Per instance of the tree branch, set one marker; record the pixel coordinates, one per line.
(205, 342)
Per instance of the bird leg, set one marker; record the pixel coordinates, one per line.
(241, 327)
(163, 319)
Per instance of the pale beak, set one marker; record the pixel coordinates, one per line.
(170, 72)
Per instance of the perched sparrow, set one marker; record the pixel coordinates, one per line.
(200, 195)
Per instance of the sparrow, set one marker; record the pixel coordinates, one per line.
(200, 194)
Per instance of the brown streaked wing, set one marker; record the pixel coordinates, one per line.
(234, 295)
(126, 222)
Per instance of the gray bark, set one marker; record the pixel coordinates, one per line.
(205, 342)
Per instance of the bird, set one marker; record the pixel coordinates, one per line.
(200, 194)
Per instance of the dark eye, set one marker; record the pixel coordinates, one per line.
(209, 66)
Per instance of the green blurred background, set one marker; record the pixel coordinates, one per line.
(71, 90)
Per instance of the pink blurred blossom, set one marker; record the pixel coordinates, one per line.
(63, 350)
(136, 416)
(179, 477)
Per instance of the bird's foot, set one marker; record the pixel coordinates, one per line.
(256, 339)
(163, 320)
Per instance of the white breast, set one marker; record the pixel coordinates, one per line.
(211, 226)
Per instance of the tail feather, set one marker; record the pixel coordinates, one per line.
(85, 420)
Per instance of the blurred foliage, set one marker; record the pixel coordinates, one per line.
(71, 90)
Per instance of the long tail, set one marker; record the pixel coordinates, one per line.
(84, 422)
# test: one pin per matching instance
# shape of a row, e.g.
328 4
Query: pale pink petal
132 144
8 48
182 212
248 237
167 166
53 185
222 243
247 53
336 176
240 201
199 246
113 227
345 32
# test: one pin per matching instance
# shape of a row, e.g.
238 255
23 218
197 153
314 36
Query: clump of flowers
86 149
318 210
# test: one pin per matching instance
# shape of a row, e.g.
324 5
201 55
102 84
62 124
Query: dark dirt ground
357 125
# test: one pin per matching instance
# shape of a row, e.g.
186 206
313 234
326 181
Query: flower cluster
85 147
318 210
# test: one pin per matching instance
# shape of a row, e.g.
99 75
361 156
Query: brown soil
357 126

# # # #

* _Task instructions_: All of the records must be repeated exactly.

* _Written reply_:
Per instance of the tree branch, set one marker; record the pixel coordinates, one per line.
(205, 342)
Per instance of the bird leg, set one marker; record the pixel coordinates, one per line.
(241, 327)
(163, 319)
Per instance of the pale beak, set one marker; record the pixel coordinates, one per line.
(170, 72)
Per instance of the perched sparrow, set one marker; record the pixel coordinates, one per line.
(200, 195)
Per instance of the sparrow, set one marker; record the pixel coordinates, one per line.
(200, 194)
Per instance of the brown streaked wing, set one marker; record the pixel coordinates, one per line.
(234, 295)
(126, 222)
Per instance of the gray bark, set one marker; record the pixel coordinates, one per line.
(205, 342)
Per instance of the bird, set one marker; record the pixel coordinates, one per line.
(200, 194)
Per instance of the dark eye, set one marker; record the pixel coordinates, one per line.
(209, 66)
Per instance of the green blurred background, set one marker; record the pixel coordinates, one per line.
(71, 90)
Per instance of the pink blurred blossom, set one marker; record the pixel coordinates, one per line.
(63, 350)
(136, 416)
(179, 477)
Per instance of the bird's foot, set one marker; record the pixel coordinates, one per line.
(256, 339)
(163, 320)
Per instance of the white breast, set one marker; record the pixel coordinates, one per line.
(211, 226)
Per instance of the tail feather, set one marker; record the pixel coordinates, one per line.
(85, 420)
Per instance of the blurred foliage, set one marker; record the pixel coordinates, one per line.
(71, 90)
Per instance of the long tail, set one marker; record the pixel coordinates, one per line.
(84, 422)
# test: one pin per matching instance
# shape of a row, e.g.
328 4
Query: pale pink petal
132 144
8 48
182 212
248 237
167 166
53 185
222 243
247 53
336 176
240 201
199 246
113 227
345 32
# test: one pin per matching instance
# shape of a row, e.g.
238 255
23 218
197 153
314 36
Query: clump of flowers
86 149
318 210
# test: one pin per matching instance
# shape of a row, e.g.
324 5
201 55
102 84
62 124
Query: dark dirt ground
357 125
# test: one pin per matching instance
# shape of a row, e.g.
186 206
313 234
326 181
Query: flower cluster
85 147
318 210
# test: one pin per matching instance
# shape of a row, e.g.
99 75
361 156
Query: brown soil
357 126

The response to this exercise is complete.